> _Work instructions_: Show every line of the material below that contains the string "goalkeeper", treating uppercase and lowercase letters as distinct.

> _Supplied records_:
--*--

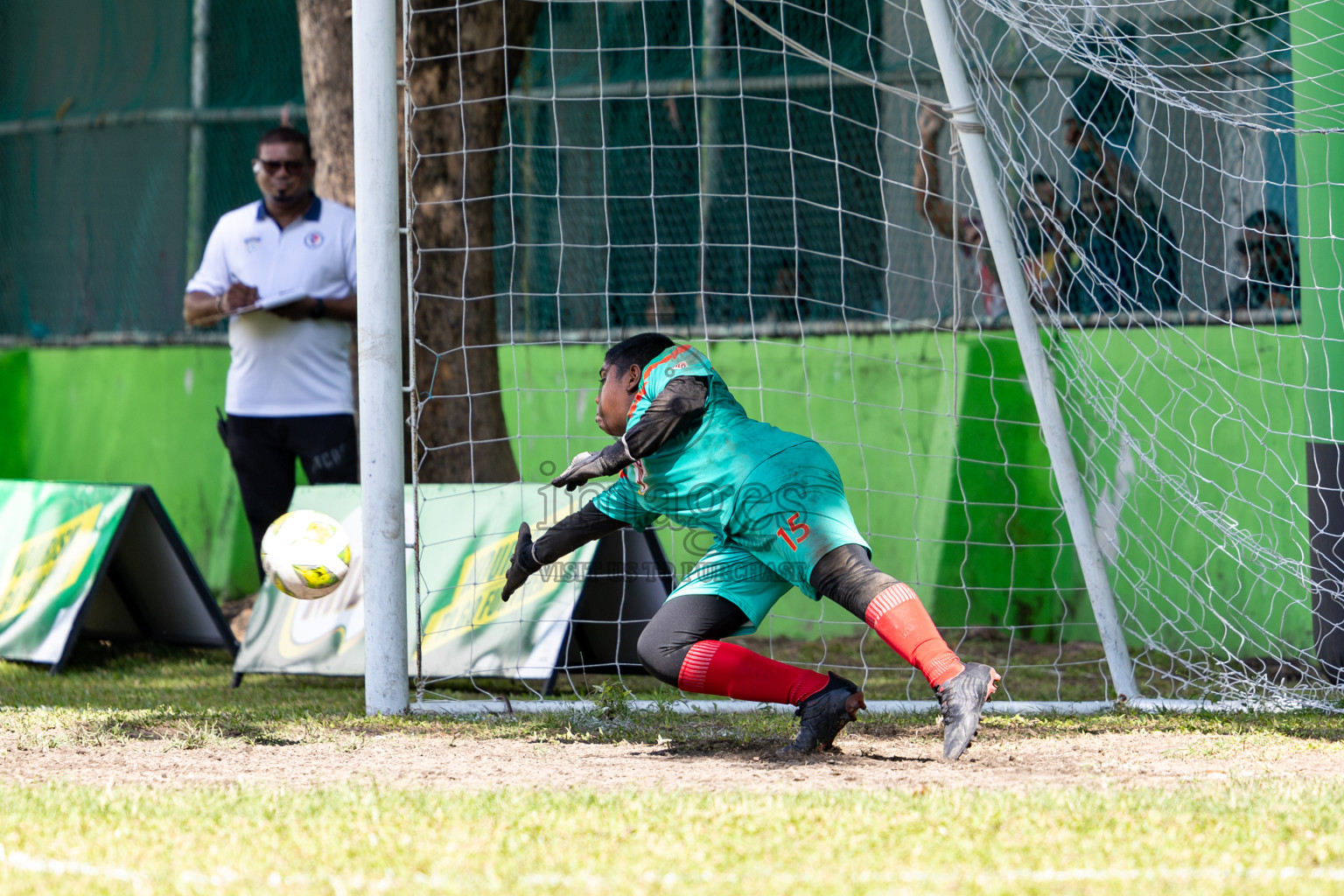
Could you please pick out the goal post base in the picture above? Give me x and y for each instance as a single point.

--*--

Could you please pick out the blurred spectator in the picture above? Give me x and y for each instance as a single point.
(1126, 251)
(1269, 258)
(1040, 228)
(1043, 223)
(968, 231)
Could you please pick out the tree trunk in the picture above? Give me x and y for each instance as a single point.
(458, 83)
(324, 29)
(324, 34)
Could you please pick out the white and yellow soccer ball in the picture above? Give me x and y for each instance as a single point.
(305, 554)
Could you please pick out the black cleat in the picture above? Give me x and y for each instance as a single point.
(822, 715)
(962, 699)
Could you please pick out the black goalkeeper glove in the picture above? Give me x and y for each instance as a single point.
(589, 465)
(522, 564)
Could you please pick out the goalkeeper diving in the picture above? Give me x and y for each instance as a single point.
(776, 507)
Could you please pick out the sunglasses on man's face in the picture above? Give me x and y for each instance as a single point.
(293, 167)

--*--

> _Answer for the task_:
Could you please pick out the black goalkeeper glove in the picture above? Give me x and y for each instance as a single point.
Could you please pick out the goalkeeper diving in the picture above? Give me x and y for each instance as a single point.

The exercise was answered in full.